▶ [Partes do exercício]
1. Responda, com base no texto sobre psicanálise e mídias sociais:
(a) A quem o texto atribui o ensinamento de que a fome de se alienar se realiza no encontro com a vontade de alienar?
(b) Qual autor o texto associa à expressão "empresário de si mesmo"?
(c) O que as instituições psicanalíticas oferecem, segundo o texto?
2. Reescreva de forma mais concisa o parágrafo do texto sobre psicanálise e mídias sociais que começa com "Se as mídias sociais democratizaram", mantendo seus fatos principais.

▶ [Texto apresentado]
══════════

O intenso fluxo de opiniões e conteúdos compartilhados nas plataformas digitais também nos impõe um desafio ético: o de não sufocar os analisandos com o excesso de presença do analista. A transferência – que requer um manejo delicado para que não se converta em adesão cega – corre o risco de ser, ainda que de forma inconsciente, instrumentalizada pela tentação de alimentar o capital narcísico e financeiro do analista. Como bem ensinou Aulagnier (1975/1979), a fome de se alienar se realiza no encontro com a vontade de alienar.
As instituições psicanalíticas oferecem dispositivos, embora falíveis, para descentralizar as transferências e pôr em questão a adesão acrítica a autores postos no lugar de líderes totêmicos. Ainda assim, não estamos imunes ao surgimento de figuras carismáticas rodeadas por seus fiéis seguidores, assim como testemunhamos na era das escolas.
Se as mídias sociais democratizaram o acesso e difusão da psicanálise, elas também podem transformar o psicanalista em uma instituição em si mesmo. Quando falamos em “instituição em si mesmo”, referimo-nos tanto ao culto à própria imagem, característico da sociedade do espetáculo e da cultura do narcisismo (Debord, 1967/1997; Lasch, 1979/1983), quanto à rentabilidade que isso pode gerar, não apenas em termos narcísicos, mas também financeiros.
Byung-Chul Han (2015) se refere ao “empresário de si mesmo”, enquanto Bauman (2008) aborda a transformação dos sujeitos em mercadoria. Nesse cenário, em que marketing e finanças podem prevalecer, a ética da psicanálise corre o risco de naufragar. Vende-se um psicanalista ou vem de si um psicanalista? O desejo de ser psicanalista é sustentado pelo saber conquistado laboriosamente na abordagem do próprio sofrimento em análise, ou é moldado fora de um divã, em um plano de carreira sobretudo em busca de dinheiro ou fama?
E nós, psicanalistas?

══════════

Entradas salvas
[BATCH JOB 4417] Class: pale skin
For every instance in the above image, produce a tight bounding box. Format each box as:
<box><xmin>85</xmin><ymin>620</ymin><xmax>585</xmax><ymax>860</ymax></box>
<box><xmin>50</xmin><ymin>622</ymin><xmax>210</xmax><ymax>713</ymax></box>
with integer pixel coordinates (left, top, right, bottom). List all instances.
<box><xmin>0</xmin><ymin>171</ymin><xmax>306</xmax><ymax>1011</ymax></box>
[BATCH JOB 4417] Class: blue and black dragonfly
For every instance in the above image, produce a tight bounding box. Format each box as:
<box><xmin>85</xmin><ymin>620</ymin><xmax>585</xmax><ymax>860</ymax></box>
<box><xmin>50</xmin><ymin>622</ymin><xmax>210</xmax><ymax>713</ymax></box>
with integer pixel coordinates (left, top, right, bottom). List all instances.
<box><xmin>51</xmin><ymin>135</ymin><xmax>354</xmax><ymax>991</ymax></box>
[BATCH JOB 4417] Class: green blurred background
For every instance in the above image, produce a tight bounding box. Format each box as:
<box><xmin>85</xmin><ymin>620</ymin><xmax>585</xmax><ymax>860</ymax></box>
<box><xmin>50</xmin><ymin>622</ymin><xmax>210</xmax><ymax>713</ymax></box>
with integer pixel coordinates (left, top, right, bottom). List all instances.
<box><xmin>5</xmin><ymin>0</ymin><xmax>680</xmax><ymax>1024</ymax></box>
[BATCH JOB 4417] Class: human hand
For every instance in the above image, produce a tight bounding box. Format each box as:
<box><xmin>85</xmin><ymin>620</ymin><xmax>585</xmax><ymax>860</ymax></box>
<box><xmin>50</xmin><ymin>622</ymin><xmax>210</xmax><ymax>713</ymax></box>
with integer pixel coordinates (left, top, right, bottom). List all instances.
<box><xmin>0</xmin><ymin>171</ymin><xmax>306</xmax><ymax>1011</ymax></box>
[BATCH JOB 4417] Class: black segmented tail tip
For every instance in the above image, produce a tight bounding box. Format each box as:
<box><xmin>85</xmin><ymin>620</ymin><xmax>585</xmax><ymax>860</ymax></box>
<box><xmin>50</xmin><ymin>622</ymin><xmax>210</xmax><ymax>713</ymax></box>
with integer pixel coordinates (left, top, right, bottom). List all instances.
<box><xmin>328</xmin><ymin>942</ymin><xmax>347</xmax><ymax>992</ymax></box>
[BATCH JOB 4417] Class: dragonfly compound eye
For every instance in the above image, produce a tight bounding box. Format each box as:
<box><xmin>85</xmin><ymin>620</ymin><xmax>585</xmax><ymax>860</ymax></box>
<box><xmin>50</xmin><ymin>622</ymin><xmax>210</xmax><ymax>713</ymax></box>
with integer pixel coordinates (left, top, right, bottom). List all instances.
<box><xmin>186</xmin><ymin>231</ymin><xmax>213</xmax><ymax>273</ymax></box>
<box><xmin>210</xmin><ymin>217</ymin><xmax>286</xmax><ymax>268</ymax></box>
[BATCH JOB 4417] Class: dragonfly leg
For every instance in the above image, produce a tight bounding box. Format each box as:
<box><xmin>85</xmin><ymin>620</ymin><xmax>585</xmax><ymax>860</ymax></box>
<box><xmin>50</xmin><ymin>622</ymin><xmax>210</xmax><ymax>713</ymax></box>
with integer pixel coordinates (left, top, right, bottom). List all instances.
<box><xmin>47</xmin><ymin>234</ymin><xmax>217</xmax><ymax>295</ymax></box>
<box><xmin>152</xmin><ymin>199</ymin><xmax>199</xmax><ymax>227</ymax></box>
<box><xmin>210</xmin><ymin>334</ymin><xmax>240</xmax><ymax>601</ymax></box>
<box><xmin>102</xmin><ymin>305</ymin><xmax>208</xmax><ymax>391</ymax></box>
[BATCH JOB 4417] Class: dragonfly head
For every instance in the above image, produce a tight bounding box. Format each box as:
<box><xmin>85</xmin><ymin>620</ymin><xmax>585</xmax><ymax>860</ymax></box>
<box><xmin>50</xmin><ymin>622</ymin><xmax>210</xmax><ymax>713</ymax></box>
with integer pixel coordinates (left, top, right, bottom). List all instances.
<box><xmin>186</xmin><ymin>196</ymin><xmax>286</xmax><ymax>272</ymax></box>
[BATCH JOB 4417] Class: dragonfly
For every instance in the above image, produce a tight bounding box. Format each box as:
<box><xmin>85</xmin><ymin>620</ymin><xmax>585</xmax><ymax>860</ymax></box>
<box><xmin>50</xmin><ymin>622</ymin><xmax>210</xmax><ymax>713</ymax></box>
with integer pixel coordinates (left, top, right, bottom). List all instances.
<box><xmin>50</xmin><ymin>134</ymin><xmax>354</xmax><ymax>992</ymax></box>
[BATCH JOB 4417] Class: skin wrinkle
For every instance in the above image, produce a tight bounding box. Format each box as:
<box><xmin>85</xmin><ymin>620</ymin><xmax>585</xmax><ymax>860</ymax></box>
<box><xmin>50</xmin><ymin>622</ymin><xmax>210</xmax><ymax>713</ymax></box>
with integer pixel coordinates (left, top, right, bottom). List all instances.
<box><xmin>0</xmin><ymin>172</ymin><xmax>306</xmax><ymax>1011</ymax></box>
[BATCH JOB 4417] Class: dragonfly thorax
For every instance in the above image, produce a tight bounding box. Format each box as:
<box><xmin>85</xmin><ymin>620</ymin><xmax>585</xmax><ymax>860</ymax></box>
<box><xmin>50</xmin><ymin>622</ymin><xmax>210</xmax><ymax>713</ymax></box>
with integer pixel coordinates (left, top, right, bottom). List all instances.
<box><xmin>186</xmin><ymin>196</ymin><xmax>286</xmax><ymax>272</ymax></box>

══════════

▶ [Resultados das tarefas]
1.
(a) A Aulagnier (1975/1979).
(b) Byung-Chul Han (2015).
(c) Dispositivos, embora falíveis, para descentralizar as transferências e pôr em questão a adesão acrítica a autores postos no lugar de líderes totêmicos.

2. As mídias sociais democratizaram o acesso à psicanálise e sua difusão, mas podem transformar o psicanalista em uma "instituição em si mesmo". A expressão abrange o culto à própria imagem, próprio da sociedade do espetáculo e da cultura do narcisismo (Debord, 1967/1997; Lasch, 1979/1983), e a rentabilidade narcísica e financeira que esse culto pode gerar.